Render the items as a JSON list of strings with one string per line, starting from the first line and ending with the line containing "positive clicks: (54, 243) (224, 251)". Leave out blank lines and include nothing past that line.

*** MATERIAL SUPPLIED Section Begins ***

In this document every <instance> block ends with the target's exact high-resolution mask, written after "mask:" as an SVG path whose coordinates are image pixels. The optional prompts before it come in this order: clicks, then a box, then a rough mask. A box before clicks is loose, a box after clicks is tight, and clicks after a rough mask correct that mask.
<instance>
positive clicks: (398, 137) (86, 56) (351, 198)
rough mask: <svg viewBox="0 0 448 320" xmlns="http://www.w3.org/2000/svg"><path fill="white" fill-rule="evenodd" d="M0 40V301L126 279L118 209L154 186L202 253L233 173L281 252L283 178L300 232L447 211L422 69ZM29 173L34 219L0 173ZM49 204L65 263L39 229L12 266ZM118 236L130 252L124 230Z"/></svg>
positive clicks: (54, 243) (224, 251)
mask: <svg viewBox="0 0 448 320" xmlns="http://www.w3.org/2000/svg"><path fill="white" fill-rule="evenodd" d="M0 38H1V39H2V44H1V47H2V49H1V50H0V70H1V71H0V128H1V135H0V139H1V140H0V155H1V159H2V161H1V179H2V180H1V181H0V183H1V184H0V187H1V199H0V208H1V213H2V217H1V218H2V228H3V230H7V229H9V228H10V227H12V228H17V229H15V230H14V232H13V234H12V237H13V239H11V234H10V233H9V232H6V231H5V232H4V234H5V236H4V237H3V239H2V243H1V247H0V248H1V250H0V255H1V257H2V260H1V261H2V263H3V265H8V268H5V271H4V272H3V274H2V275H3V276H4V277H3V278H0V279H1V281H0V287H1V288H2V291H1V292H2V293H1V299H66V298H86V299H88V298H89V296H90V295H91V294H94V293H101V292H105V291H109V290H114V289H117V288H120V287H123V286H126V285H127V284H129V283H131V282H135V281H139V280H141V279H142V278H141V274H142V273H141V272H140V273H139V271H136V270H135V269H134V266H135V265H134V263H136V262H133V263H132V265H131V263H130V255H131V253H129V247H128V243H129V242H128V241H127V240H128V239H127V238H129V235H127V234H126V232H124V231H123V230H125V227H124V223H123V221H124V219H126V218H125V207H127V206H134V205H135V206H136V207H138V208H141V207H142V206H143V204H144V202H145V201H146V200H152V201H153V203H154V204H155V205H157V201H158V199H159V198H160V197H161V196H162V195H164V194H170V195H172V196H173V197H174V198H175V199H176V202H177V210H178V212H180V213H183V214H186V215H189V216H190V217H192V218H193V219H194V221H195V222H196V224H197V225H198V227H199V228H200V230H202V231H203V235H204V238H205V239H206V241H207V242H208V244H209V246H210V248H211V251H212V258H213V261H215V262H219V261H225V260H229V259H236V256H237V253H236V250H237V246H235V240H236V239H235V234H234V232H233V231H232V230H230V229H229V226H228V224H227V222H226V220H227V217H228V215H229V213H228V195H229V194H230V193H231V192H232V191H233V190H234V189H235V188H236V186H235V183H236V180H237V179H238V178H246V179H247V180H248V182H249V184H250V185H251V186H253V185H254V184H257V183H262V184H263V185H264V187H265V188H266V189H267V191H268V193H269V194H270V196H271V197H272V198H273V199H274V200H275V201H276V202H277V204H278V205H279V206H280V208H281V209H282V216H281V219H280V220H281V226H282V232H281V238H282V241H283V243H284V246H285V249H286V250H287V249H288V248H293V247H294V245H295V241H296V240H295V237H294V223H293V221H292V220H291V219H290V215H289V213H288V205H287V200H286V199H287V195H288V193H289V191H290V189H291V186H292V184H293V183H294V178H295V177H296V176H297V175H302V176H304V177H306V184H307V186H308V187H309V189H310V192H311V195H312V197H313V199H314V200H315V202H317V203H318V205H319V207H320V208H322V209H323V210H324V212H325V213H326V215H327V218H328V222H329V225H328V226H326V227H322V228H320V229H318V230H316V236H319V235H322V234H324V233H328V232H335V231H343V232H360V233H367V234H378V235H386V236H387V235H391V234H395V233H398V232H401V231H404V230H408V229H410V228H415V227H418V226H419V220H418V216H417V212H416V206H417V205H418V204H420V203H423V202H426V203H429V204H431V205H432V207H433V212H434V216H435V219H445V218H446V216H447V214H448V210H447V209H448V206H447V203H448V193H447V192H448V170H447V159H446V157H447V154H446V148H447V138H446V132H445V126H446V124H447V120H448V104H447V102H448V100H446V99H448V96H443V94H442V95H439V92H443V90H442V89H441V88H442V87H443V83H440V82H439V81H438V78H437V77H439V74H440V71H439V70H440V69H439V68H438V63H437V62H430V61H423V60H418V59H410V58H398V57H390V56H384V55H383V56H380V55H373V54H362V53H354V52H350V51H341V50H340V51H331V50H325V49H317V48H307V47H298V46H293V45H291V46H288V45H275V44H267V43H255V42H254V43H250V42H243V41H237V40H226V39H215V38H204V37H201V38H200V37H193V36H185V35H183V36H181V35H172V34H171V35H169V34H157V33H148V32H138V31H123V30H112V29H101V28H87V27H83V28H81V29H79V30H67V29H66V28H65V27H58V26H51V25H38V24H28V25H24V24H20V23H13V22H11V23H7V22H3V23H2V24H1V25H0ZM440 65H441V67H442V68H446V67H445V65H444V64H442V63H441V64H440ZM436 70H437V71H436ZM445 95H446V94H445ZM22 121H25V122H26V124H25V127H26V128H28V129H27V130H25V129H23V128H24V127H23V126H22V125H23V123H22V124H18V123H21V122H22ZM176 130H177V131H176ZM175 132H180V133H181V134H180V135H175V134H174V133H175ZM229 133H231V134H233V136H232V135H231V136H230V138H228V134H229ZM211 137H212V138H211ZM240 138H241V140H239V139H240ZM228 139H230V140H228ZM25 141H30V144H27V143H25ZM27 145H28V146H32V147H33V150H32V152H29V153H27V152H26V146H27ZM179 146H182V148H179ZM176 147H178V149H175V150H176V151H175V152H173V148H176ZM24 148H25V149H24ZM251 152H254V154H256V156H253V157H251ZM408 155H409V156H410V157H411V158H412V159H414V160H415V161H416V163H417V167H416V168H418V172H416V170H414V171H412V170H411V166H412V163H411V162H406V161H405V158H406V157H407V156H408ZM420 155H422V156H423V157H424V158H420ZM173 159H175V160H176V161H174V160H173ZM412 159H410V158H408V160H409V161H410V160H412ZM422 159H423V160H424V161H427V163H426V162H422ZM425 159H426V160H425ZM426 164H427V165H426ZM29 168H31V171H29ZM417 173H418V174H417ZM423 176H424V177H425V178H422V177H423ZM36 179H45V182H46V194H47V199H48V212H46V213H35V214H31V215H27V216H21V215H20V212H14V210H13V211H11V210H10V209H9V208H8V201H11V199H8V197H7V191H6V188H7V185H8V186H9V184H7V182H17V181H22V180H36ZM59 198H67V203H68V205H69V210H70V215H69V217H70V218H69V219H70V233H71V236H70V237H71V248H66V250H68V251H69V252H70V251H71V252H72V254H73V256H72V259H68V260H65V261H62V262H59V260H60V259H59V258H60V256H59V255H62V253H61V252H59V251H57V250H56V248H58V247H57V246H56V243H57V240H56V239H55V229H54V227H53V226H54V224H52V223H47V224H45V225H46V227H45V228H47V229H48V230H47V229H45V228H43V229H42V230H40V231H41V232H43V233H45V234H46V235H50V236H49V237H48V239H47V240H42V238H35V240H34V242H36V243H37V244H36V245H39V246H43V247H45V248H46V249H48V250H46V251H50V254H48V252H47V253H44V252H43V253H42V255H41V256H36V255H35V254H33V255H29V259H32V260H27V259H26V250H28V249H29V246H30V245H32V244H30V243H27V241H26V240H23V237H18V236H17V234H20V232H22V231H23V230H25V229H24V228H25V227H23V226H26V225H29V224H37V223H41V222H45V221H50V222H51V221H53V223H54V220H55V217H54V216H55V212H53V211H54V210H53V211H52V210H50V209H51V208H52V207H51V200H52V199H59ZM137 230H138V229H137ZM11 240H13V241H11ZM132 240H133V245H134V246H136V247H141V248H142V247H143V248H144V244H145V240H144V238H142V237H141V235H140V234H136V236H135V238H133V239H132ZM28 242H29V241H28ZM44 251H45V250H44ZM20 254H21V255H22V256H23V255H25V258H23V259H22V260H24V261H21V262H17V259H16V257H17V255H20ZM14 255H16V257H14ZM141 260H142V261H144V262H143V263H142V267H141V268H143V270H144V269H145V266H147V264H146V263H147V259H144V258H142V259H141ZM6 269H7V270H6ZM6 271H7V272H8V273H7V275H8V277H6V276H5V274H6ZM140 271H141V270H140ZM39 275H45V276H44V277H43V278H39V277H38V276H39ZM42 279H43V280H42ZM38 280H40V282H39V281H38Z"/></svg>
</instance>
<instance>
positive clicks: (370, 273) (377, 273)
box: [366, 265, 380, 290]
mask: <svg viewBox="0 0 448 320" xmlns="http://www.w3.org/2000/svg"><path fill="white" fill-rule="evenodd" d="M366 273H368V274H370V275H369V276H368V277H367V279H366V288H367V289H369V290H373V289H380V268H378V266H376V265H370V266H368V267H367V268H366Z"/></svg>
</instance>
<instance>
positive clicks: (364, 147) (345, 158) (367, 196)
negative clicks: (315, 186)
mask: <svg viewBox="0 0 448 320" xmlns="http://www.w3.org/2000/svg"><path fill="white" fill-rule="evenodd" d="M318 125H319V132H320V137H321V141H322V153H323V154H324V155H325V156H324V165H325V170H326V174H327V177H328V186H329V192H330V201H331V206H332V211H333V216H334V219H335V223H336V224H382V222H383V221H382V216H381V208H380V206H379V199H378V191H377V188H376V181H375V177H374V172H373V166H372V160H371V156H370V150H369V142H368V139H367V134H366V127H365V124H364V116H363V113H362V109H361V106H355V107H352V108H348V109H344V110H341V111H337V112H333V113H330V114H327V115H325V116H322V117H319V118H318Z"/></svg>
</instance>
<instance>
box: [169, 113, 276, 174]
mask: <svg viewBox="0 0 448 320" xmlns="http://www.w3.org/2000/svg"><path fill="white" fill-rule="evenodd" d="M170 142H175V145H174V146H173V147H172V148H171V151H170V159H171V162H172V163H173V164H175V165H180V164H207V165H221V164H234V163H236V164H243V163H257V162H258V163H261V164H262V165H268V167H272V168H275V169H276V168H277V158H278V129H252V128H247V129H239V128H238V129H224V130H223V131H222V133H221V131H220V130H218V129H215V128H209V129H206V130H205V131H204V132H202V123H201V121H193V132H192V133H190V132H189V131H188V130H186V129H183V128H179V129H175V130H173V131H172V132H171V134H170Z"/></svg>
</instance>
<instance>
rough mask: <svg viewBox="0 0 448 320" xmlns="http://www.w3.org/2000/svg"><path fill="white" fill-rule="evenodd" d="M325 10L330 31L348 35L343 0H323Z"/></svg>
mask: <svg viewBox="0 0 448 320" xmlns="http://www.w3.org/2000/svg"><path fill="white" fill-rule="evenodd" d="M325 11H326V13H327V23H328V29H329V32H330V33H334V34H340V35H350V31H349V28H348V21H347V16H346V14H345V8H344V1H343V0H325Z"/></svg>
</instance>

*** MATERIAL SUPPLIED Section Ends ***

*YOUR RESPONSE*.
[
  "In this document every <instance> block ends with the target's exact high-resolution mask, written after \"mask:\" as an SVG path whose coordinates are image pixels. The optional prompts before it come in this order: clicks, then a box, then a rough mask. A box before clicks is loose, a box after clicks is tight, and clicks after a rough mask correct that mask.",
  "<instance>",
  "positive clicks: (398, 137) (86, 56) (351, 198)",
  "rough mask: <svg viewBox=\"0 0 448 320\" xmlns=\"http://www.w3.org/2000/svg\"><path fill=\"white\" fill-rule=\"evenodd\" d=\"M0 40V301L126 279L118 209L154 186L202 253L233 173L281 252L283 178L300 232L447 211L422 69ZM29 173L34 219L0 173ZM49 204L65 263L39 229L12 266ZM118 236L130 252L124 230Z\"/></svg>",
  "positive clicks: (54, 243) (224, 251)"
]